### EXERCISE AIM:
Can you copy the material below with every "Locate" swapped for "Find" and nothing else changed?

### DATA PROVIDED:

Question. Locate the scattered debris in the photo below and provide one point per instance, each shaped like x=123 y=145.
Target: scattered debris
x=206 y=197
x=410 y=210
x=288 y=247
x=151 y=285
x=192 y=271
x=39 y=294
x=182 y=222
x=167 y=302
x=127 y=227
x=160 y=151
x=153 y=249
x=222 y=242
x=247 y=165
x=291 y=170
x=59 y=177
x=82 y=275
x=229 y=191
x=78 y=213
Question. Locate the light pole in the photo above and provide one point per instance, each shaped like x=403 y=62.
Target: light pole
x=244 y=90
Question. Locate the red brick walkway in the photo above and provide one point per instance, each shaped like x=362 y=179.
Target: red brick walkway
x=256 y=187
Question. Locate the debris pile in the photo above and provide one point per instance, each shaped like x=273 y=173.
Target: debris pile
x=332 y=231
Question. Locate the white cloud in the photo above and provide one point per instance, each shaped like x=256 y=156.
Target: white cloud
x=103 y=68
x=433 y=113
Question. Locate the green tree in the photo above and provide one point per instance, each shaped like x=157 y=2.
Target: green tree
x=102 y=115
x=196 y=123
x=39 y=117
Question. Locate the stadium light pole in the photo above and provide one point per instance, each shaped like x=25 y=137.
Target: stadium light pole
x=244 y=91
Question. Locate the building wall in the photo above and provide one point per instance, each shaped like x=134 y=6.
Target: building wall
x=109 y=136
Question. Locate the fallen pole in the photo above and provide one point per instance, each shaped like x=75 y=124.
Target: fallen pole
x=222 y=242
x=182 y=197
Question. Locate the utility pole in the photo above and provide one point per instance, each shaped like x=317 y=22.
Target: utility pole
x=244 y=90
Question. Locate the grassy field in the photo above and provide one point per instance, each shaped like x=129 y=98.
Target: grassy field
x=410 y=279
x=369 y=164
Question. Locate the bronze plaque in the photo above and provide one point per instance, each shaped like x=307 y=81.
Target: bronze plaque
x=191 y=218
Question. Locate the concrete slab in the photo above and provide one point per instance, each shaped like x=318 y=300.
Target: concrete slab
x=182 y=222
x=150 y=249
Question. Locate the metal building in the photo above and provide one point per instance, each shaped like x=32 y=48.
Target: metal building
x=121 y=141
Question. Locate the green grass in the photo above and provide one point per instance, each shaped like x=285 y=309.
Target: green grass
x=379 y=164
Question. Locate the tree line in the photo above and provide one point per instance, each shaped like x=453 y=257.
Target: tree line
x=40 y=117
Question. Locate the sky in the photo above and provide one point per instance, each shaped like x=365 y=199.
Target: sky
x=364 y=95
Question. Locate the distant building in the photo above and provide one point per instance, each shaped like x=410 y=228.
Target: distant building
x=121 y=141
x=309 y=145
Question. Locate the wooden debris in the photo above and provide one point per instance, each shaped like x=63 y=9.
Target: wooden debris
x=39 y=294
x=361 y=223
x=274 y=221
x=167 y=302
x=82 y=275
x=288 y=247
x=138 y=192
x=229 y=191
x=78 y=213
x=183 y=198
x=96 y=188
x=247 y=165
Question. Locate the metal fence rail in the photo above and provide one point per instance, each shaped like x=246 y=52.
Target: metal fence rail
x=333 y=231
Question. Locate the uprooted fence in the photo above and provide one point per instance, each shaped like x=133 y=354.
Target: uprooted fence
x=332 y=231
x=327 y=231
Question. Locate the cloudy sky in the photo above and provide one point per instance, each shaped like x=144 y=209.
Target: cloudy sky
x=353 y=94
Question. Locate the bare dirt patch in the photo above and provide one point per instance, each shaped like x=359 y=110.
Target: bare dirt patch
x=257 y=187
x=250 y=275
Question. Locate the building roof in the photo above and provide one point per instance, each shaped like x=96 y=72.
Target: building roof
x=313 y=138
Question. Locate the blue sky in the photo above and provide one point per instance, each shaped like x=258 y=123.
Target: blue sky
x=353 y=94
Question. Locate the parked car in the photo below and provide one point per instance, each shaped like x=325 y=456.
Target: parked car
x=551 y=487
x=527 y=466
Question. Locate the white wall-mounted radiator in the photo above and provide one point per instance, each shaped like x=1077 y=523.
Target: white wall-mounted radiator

### RESULT OF THE TASK:
Question. Find the scattered debris in the photo below and provide one point per instance, each shaped like x=123 y=145.
Target: scattered debris
x=206 y=197
x=410 y=210
x=288 y=247
x=151 y=285
x=192 y=271
x=39 y=294
x=182 y=222
x=167 y=302
x=127 y=227
x=160 y=151
x=153 y=249
x=222 y=242
x=247 y=165
x=291 y=170
x=59 y=177
x=82 y=275
x=229 y=191
x=78 y=213
Question. Find the light pole in the photo above and provide one point per instance, each shaped like x=403 y=62.
Target: light pole
x=244 y=90
Question. Find the red brick walkway in the photo above and provide one point per instance, each shaped like x=362 y=179.
Target: red brick walkway
x=256 y=187
Question. Find the debris pile in the photo above and provide one point per instance, each shaped like x=273 y=173.
Target: debris pile
x=332 y=231
Question. Find the white cloud in the photo above and provide one point per instance, each shaped like x=256 y=156.
Target: white cloud
x=103 y=68
x=433 y=113
Question. Find the green tree in the photo above and provide one point per instance, each shaped like x=157 y=2.
Target: green tree
x=102 y=115
x=196 y=123
x=39 y=117
Question. Find the stadium light pole in the photo above and provide one point per instance, each shaped like x=25 y=137.
Target: stadium light pole
x=244 y=91
Question. Find the building wall in the photo above and provide one point per instance, each shaped like x=134 y=6.
Target: building wall
x=109 y=136
Question. Find the fallen pole in the photo above and provide one point per instance, each shaped like x=75 y=124.
Target: fallen pole
x=222 y=242
x=182 y=197
Question. Find the utility pole in the photo above and provide one point per instance, each shaped like x=317 y=22.
Target: utility pole
x=244 y=90
Question. Find the grassy field in the photo above and provide one point per instance, each shaped like x=129 y=98.
Target: grassy field
x=410 y=279
x=369 y=164
Question. Find the bronze plaque in the photo above and provide one point per instance, each shaped like x=307 y=81.
Target: bronze plaque
x=191 y=218
Question. Find the concrete slab in the photo above and provide one point per instance, each shaped like x=318 y=300.
Target: concrete slab
x=182 y=222
x=150 y=249
Question. Find the metal building in the photo above and provide one point per instance, each shaped like x=32 y=48.
Target: metal building
x=121 y=141
Question. Find the green grass in the photo above and provide one point per instance, each shaped like x=285 y=309.
Target: green grass
x=379 y=164
Question. Find the tree line in the photo above and provide one point per instance, each shaped like x=453 y=257.
Target: tree line
x=40 y=117
Question. Find the sky in the photo above and provide one point per instance, each shaped like x=365 y=199.
Target: sky
x=364 y=95
Question. Find the distant building in the photo above and provide one point per instance, each shaped like x=410 y=228.
Target: distant building
x=121 y=141
x=309 y=145
Question. Find the wooden debris in the photo above and provide one point per instance, each shaped like x=63 y=9.
Target: wooden debris
x=39 y=294
x=361 y=223
x=274 y=221
x=167 y=302
x=82 y=275
x=288 y=247
x=138 y=192
x=229 y=191
x=78 y=213
x=183 y=198
x=96 y=188
x=247 y=165
Question. Find the metal fence rail in the photo above and provide one point per instance, each shaped like x=246 y=52.
Target: metal fence rail
x=333 y=231
Question. Find the uprooted fence in the photo above and provide one point per instance, each shaped like x=133 y=354.
Target: uprooted fence
x=332 y=231
x=327 y=231
Question. Find the cloudy sky in the photo above and provide one point per instance, each shaped like x=144 y=209.
Target: cloudy sky
x=353 y=94
Question. Find the bare dirt patch in the photo above and provide one point per instance, each shaped like x=359 y=110.
Target: bare dirt patch
x=257 y=187
x=250 y=275
Question. Find the building roof in the photo above and provide one point per instance, each shaped like x=96 y=72.
Target: building roof
x=313 y=138
Question. Find the blue sky in the photo above and provide one point per instance, each shaped like x=258 y=123.
Target: blue sky
x=353 y=94
Question. Find the parked car in the photo below and provide one point per instance, each shaped like x=325 y=456.
Target: parked car
x=551 y=487
x=527 y=466
Question. Find the white wall-mounted radiator in the photo above and provide one point per instance, each shaped like x=1077 y=523.
Target: white wall-mounted radiator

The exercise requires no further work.